## Given task
Reproduce the material from the line with "Can you see the sliding" through the end of the material, replacing "minivan" with "van" and keeping everything else unchanged.

## Records to process
——

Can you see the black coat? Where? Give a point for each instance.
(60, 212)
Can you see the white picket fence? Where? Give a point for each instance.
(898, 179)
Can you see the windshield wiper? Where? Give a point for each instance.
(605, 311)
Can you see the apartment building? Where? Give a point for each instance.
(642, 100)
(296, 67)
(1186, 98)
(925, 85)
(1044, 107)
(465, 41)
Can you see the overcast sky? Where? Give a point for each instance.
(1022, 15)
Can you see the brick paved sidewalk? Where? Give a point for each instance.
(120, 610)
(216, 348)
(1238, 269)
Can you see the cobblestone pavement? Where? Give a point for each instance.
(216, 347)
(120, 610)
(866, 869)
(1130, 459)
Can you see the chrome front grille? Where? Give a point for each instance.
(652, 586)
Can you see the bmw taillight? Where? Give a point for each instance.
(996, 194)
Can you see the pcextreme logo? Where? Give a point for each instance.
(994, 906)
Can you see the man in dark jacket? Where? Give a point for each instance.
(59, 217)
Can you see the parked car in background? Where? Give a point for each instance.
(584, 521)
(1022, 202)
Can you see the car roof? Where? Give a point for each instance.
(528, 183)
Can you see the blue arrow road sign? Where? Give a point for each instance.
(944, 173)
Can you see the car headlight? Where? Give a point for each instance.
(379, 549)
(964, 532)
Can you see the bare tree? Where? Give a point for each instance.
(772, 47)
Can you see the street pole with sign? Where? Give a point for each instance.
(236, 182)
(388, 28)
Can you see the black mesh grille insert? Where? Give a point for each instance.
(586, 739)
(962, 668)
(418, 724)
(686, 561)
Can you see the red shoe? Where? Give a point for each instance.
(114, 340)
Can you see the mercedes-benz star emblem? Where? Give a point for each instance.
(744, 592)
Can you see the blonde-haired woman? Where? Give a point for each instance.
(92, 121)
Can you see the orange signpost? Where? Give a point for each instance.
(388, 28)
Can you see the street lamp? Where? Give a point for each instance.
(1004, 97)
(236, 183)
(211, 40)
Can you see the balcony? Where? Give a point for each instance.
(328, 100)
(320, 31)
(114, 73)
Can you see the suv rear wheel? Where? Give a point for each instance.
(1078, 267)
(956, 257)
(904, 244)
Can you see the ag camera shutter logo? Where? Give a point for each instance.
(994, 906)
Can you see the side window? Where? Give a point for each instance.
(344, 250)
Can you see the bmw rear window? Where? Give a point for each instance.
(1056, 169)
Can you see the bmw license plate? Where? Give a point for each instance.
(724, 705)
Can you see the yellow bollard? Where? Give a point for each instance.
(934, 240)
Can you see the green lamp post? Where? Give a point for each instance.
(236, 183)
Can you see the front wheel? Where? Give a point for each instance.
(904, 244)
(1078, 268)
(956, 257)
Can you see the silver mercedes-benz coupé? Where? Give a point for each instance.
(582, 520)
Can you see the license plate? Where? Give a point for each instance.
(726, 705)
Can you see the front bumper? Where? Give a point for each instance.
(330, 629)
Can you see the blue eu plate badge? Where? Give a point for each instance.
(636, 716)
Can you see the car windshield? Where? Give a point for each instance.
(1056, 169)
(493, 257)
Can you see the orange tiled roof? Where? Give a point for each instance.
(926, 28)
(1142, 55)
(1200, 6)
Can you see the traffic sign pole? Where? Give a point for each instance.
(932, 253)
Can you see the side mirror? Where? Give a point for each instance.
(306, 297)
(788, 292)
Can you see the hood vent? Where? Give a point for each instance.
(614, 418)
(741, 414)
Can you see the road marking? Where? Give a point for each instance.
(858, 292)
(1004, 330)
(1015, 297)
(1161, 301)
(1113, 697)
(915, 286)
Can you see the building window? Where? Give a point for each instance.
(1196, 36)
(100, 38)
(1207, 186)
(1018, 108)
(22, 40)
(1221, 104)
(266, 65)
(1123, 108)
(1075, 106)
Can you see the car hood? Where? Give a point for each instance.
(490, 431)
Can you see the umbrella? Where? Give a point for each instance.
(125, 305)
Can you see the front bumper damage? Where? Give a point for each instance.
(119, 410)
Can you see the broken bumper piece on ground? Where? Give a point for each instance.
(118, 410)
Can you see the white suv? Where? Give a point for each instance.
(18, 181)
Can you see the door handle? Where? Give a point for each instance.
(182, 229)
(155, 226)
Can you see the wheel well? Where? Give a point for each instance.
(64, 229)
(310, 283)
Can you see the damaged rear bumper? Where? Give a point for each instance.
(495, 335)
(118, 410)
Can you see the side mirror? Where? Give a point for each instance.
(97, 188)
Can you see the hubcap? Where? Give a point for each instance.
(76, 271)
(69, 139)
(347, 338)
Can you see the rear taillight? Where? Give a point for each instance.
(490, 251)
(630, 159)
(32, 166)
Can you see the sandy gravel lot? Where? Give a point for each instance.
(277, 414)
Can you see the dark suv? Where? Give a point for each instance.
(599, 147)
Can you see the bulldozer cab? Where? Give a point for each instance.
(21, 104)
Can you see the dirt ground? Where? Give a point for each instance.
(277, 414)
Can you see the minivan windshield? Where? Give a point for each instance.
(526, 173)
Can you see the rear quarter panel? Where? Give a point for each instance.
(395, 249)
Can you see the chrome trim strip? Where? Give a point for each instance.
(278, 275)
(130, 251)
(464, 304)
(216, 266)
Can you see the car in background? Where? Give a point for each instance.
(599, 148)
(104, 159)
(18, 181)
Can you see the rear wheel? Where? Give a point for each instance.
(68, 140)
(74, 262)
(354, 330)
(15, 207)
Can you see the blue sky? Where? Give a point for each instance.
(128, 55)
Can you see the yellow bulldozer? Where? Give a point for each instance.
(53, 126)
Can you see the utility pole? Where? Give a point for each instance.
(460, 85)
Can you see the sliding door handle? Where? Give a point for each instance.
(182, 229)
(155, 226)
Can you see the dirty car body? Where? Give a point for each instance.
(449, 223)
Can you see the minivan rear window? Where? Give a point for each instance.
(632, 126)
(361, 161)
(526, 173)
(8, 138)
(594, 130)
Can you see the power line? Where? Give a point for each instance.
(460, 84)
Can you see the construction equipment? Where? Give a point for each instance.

——

## Task output
Can you see the sliding door handle? Where? Give a point for each instance.
(182, 229)
(155, 226)
Can you see the dirty car body? Where? Give a point for each instance.
(449, 223)
Can you see the van rear window? Where? Give a point for each instance.
(632, 126)
(361, 161)
(526, 173)
(8, 138)
(594, 130)
Can you see the power line? Where? Give a point for each instance.
(460, 84)
Can you see the construction equipment? Where? Give a point for each instance.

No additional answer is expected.